▸ What to do:
a) List every date that appears in the PEP 770 header.
b) Using the PEP 770 abstract, explain in one to three sentences why the proposal adds SBOM documents to Python packages.
c) Continue the PEP 770 page on Python package SBOMs from the point where it stops.

▸ Page excerpt:

════════

A RetroSearch Logo

Home - News ( United States | United Kingdom | Italy | Germany ) - Football scores

Search Query:

Showing content from https://python.github.io/peps/pep-0770/ below:

PEP 770 – Improving measurability of Python packages with Software Bill-of-Materials

PEP 770 – Improving measurability of Python packages with Software Bill-of-Materials
Author:
Seth Larson <seth at python.org>
Sponsor:
Brett Cannon <brett at python.org>
PEP-Delegate:
Brett Cannon <brett at python.org>
Discussions-To:
Discourse thread
Status:
Accepted
Type:
Standards Track
Topic:
Packaging
Created:
02-Jan-2025
Post-History:
05-Nov-2024, 06-Jan-2025
Resolution:
11-Apr-2025
Table of Contents Abstract

Almost all Python packages today are accurately measurable by software composition analysis (SCA) tools. For projects that are not accurately measurable, there is no existing mechanism to annotate a Python package with composition data to improve measurability.

Software Bill-of-Materials (SBOM) is a technology-and-ecosystem-agnostic method for describing software composition, provenance, heritage, and more. SBOMs are used as inputs for SCA tools, such as scanners for vulnerabilities and licenses, and have been gaining traction in global software regulations and frameworks.

This PEP proposes using SBOM documents included in Python packages as a means to improve automated software measurability for Python packages.

════════

Dataset excerpt:

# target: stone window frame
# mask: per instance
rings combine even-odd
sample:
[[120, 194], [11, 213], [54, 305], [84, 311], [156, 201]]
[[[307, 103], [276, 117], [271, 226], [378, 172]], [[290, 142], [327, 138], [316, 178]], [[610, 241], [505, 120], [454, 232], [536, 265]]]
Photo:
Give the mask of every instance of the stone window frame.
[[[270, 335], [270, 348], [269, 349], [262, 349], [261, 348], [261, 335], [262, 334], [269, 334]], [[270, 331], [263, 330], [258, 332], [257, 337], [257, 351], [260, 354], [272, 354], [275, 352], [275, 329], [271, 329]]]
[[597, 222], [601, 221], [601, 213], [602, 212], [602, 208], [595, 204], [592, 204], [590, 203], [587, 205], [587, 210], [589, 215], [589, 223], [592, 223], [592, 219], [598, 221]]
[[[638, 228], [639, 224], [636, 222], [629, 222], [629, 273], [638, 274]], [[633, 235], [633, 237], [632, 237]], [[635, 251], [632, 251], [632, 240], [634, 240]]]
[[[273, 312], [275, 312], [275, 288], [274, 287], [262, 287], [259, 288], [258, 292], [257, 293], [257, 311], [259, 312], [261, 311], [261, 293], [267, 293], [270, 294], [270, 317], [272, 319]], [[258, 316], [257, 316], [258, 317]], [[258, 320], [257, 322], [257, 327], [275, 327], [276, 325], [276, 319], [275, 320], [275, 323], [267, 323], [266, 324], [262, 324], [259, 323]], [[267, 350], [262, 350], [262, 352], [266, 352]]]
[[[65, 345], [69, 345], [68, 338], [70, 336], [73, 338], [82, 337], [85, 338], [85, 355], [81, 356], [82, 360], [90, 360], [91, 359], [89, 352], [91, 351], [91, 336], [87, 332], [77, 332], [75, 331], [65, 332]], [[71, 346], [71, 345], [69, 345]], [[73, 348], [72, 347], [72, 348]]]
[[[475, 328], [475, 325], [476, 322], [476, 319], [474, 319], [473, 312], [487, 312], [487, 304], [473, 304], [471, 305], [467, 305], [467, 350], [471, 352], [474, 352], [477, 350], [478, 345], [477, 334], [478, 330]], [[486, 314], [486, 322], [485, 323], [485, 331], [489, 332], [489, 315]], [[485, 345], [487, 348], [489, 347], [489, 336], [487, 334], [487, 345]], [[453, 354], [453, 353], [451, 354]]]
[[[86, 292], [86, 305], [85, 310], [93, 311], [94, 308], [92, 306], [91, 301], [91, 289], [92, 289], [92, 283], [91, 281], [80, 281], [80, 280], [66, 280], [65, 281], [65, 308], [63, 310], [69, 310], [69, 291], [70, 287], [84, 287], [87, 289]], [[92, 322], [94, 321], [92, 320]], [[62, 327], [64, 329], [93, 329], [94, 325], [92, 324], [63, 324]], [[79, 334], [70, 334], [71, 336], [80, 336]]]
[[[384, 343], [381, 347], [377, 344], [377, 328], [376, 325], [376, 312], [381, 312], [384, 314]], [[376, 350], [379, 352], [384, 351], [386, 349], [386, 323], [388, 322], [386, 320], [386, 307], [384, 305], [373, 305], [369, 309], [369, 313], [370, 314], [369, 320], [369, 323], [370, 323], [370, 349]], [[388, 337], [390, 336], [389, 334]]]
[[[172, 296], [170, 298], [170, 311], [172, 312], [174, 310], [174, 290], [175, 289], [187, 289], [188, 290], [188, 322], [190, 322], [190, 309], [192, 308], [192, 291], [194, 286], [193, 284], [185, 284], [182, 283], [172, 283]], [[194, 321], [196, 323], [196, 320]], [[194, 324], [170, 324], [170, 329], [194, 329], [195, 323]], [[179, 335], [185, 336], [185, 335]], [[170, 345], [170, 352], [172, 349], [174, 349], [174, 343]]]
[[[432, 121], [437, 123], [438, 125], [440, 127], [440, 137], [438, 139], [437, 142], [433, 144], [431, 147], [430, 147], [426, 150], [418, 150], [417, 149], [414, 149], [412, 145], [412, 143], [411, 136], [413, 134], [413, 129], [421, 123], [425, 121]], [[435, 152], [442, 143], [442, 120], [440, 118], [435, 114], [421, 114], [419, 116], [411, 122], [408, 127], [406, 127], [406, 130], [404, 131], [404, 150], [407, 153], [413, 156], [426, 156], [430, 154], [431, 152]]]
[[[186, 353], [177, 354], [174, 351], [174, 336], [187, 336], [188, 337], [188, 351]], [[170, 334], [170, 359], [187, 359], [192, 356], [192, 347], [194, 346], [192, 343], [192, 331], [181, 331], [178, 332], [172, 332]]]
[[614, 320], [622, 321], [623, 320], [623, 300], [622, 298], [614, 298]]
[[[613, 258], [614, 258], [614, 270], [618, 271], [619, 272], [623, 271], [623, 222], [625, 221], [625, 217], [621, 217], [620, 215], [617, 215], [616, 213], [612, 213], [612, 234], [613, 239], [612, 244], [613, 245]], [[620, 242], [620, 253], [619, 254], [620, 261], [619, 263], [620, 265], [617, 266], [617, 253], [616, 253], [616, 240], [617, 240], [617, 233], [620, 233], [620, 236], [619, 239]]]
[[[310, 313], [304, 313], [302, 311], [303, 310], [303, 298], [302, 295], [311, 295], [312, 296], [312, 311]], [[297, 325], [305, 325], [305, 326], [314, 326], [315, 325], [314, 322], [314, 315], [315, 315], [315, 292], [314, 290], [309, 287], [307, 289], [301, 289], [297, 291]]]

════════

▸ The answers:
a) 02-Jan-2025, 05-Nov-2024, 06-Jan-2025, 11-Apr-2025

b) Python packages that software composition analysis tools cannot measure accurately have no existing way to be annotated with composition data. SBOMs describe software composition in a way that is not tied to any technology or ecosystem, and SCA tools such as vulnerability and license scanners already take them as input. Including SBOM documents in packages therefore offers a way to improve automated measurability.

c)
Motivation Measurability and Phantom Dependencies

Python packages are particularly affected by the “phantom dependency” problem, where software components that aren’t written in Python are included in Python packages for many reasons, such as ease of installation and compatibility with standards:

These software components can’t be described using Python package metadata and thus are likely to be missed by software composition analysis (SCA) software which can mean vulnerable software components aren’t reported accurately.

For example, the Python package Pillow includes 16 shared object libraries in the wheel that were bundled by auditwheel as a part of the build. None of those shared object libraries are detected when using common SCA tools like Syft and Grype. If an SBOM document is included annotating all the included shared libraries then SCA tools can identify the included software reliably.

Build Tools, Environment, and Reproducibility

Going beyond the runtime dependencies of a package: SBOMs can also record the tools and environments used to build a package. Recording the exact tools and versions used to build a package is often required to establish build reproducibility. Build reproducibility is a property of software that can be used to detect incorrectly or maliciously modified software components when compared to their upstream sources. Without a recorded list of build tools and versions it can become difficult to impossible for a third-party to verify build reproducibility.

Regulations

SBOMs are required by recent software security regulations, like the Secure Software Development Framework (SSDF) and the Cyber Resilience Act (CRA). Due to their inclusion in these regulations, the demand for SBOM documents of open source projects is expected to be high. One goal is to minimize the demands on open source project maintainers by enabling open source users that need SBOMs to self-serve using existing tooling.

Another goal is to enable contributions from users who need SBOMs to annotate projects they depend on with SBOM information. Today there is no mechanism to propagate the results of those contributions for a Python package so there is no incentive for users to contribute this type of work.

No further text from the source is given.